[Instructions to follow] Please report how many lines in the rows below contain the string "dark", counting only matches with the same capitalization. Reply with the number alone.

-*-*-

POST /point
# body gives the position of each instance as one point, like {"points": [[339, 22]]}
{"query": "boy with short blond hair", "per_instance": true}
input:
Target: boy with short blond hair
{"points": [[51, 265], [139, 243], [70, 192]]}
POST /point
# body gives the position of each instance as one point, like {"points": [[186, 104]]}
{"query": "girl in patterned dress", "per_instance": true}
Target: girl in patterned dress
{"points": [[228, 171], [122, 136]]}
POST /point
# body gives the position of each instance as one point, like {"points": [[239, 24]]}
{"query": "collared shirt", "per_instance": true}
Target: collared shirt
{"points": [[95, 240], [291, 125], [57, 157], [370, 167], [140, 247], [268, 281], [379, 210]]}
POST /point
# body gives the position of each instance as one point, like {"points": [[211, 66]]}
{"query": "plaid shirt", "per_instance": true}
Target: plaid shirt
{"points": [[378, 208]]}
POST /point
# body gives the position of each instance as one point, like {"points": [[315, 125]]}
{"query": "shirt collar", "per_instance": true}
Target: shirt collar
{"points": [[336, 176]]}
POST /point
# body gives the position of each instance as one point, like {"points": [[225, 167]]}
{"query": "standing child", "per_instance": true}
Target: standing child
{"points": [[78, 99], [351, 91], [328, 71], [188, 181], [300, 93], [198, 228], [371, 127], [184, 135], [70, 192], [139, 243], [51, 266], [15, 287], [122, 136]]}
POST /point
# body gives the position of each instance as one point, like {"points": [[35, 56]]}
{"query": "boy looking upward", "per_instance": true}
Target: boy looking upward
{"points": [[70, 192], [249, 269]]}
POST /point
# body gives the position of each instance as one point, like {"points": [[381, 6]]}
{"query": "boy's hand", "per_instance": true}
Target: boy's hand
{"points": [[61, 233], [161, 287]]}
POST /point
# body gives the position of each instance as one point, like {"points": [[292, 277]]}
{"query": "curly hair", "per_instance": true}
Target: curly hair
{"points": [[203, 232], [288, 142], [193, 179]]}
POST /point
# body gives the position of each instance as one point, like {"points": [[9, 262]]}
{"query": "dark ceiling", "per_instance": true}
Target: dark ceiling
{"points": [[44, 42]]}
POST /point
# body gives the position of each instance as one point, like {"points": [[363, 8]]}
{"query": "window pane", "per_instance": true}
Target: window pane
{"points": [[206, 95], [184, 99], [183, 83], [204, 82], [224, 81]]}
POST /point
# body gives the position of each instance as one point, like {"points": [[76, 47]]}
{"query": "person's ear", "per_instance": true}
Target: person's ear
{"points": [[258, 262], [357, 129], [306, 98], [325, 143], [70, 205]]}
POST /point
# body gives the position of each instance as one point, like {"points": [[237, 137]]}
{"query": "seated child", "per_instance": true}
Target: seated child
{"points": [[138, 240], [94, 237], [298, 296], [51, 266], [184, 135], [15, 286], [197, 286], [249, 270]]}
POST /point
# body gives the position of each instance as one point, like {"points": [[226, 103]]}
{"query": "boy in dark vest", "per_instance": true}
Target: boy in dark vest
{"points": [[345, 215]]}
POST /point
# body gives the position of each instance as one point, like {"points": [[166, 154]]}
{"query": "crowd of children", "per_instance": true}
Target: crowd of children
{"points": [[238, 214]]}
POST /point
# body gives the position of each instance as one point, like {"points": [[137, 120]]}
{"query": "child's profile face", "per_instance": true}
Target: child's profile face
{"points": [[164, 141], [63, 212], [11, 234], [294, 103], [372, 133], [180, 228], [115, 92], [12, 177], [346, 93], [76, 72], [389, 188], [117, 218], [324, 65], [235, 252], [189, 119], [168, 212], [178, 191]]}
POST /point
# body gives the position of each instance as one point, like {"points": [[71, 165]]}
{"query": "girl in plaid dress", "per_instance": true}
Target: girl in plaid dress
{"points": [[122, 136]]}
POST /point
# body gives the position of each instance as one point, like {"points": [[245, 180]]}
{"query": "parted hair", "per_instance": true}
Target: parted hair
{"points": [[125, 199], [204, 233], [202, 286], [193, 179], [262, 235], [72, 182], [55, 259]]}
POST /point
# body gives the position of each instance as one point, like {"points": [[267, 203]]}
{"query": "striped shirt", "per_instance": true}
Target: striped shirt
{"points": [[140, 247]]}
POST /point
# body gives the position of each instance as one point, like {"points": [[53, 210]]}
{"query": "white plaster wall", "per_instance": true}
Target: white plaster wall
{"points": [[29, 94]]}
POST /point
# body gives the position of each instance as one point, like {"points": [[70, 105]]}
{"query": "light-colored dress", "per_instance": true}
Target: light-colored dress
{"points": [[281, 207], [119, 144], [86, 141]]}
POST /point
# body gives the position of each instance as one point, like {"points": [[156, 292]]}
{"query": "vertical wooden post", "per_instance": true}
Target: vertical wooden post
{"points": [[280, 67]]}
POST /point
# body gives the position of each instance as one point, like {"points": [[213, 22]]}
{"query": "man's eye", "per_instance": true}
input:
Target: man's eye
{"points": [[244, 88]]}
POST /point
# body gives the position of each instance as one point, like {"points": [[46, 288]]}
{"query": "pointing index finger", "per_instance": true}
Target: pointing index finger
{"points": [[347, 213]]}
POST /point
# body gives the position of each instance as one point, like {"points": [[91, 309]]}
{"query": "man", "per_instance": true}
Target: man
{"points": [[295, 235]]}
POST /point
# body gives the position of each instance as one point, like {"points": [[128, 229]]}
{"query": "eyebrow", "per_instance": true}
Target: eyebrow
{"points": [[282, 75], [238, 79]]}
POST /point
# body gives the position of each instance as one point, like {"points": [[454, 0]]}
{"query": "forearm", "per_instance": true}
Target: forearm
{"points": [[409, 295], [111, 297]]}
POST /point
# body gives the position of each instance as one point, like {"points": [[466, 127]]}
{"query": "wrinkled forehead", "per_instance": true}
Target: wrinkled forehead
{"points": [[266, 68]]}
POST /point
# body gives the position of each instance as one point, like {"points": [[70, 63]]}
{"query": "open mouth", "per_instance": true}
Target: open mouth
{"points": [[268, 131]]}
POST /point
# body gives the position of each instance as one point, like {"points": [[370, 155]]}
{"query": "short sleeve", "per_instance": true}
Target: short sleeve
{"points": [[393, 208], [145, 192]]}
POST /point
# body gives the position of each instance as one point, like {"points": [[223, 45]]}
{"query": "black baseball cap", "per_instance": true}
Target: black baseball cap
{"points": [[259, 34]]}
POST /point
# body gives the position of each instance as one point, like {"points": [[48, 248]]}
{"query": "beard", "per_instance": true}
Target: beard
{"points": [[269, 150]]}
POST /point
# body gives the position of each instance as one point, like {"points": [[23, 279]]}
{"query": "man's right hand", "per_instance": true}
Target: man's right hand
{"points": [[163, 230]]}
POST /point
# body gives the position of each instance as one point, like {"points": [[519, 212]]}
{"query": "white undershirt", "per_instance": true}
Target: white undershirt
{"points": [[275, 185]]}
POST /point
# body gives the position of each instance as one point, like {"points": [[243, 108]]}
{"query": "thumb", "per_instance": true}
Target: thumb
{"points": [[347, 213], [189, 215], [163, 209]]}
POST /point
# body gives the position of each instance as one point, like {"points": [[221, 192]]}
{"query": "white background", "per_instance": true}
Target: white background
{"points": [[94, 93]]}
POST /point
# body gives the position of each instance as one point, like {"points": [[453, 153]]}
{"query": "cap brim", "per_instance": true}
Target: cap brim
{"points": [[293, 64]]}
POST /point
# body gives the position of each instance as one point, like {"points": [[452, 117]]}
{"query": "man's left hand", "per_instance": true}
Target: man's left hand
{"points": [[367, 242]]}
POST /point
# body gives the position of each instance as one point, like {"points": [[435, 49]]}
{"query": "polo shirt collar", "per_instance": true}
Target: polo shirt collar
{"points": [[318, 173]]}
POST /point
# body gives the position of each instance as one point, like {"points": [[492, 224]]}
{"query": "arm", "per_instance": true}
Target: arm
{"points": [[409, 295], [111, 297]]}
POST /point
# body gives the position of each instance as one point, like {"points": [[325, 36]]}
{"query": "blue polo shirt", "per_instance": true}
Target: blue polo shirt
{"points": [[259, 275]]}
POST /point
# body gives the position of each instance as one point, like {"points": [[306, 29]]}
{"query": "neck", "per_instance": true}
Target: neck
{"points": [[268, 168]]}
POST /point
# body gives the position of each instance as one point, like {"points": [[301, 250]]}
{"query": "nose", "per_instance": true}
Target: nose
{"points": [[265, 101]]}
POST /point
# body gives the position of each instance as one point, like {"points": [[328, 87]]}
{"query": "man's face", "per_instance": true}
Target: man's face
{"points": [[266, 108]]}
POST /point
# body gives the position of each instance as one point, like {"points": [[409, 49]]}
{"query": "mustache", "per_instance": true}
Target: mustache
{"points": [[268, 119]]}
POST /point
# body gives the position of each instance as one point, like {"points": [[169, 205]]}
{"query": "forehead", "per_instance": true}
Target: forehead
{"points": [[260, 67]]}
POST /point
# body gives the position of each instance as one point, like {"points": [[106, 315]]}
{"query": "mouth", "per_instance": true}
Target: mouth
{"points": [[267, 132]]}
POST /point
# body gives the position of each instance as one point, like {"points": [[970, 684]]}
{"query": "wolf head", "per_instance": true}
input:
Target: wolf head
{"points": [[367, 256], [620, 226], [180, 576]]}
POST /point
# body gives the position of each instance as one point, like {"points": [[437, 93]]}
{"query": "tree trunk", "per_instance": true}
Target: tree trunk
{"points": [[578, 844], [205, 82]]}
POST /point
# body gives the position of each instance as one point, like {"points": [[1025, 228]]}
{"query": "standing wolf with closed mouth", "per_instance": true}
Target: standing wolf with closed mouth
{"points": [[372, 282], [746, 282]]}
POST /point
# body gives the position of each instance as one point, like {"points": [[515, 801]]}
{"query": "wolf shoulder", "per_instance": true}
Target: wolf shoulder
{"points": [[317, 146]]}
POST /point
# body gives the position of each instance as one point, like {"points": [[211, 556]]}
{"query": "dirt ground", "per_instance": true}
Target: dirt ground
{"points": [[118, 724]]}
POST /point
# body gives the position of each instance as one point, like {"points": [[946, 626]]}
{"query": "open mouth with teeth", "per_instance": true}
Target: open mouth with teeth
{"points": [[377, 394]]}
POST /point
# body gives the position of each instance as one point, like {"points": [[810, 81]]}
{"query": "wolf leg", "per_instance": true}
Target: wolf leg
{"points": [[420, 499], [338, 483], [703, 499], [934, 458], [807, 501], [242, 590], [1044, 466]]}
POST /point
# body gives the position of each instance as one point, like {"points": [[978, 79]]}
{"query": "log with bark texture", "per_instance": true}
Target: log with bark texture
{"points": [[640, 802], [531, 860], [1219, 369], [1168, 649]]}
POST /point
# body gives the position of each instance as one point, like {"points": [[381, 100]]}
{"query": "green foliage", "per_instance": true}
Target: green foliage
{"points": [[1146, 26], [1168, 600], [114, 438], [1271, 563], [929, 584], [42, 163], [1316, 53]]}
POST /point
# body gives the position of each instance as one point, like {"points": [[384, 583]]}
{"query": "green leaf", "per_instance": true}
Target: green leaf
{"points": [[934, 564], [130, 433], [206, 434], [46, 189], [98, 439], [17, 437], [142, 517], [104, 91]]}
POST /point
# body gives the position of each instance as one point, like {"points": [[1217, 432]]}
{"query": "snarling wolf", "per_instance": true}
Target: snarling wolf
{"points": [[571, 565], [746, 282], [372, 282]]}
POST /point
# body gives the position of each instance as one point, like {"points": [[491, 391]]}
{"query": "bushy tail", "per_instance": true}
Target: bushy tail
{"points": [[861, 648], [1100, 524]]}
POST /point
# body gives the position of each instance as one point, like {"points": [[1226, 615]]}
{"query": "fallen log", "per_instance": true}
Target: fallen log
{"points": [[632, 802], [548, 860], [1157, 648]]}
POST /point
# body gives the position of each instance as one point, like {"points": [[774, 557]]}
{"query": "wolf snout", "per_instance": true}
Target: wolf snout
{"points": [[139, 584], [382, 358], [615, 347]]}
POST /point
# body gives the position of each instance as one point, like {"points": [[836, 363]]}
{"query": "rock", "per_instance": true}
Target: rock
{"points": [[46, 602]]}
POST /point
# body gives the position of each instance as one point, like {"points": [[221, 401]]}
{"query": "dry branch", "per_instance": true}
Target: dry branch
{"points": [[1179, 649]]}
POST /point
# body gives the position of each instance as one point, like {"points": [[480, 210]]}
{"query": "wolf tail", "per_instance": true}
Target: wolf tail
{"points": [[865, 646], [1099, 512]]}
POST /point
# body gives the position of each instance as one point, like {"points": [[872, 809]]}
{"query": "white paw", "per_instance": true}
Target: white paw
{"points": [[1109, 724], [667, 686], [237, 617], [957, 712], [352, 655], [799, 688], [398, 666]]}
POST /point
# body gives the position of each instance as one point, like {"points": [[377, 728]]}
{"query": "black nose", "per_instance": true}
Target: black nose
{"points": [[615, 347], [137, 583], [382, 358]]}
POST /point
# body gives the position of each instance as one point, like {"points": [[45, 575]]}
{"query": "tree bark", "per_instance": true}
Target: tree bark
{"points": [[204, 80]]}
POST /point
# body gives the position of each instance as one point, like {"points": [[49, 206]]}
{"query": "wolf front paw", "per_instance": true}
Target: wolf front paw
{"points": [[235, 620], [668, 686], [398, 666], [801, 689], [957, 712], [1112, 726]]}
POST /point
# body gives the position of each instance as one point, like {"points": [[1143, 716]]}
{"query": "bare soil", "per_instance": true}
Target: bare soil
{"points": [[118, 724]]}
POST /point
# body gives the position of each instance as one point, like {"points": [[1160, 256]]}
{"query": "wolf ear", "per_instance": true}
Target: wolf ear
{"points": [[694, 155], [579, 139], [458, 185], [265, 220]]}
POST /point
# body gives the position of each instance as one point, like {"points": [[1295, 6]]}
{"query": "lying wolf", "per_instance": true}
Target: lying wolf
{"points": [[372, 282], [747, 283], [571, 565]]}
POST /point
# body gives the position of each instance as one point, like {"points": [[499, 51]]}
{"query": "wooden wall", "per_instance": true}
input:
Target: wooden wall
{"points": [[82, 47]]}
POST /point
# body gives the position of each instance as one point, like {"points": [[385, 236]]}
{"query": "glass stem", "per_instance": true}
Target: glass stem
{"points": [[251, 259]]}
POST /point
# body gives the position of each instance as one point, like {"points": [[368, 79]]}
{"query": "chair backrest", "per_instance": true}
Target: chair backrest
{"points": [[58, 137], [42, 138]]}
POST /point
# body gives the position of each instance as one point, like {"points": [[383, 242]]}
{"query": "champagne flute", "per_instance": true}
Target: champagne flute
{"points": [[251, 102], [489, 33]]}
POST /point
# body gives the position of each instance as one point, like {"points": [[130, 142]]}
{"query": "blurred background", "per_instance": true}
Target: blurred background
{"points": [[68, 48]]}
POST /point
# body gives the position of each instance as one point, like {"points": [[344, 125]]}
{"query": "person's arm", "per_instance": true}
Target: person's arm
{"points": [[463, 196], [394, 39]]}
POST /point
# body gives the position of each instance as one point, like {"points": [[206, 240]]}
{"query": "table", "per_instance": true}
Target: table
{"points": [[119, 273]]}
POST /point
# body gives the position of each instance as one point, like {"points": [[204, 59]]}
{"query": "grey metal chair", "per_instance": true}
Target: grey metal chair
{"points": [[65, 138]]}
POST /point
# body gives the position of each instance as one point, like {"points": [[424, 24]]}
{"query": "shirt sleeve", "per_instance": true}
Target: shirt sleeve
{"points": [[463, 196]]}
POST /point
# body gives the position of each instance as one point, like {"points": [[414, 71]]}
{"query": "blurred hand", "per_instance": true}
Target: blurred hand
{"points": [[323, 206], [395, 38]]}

-*-*-

[Task result] 4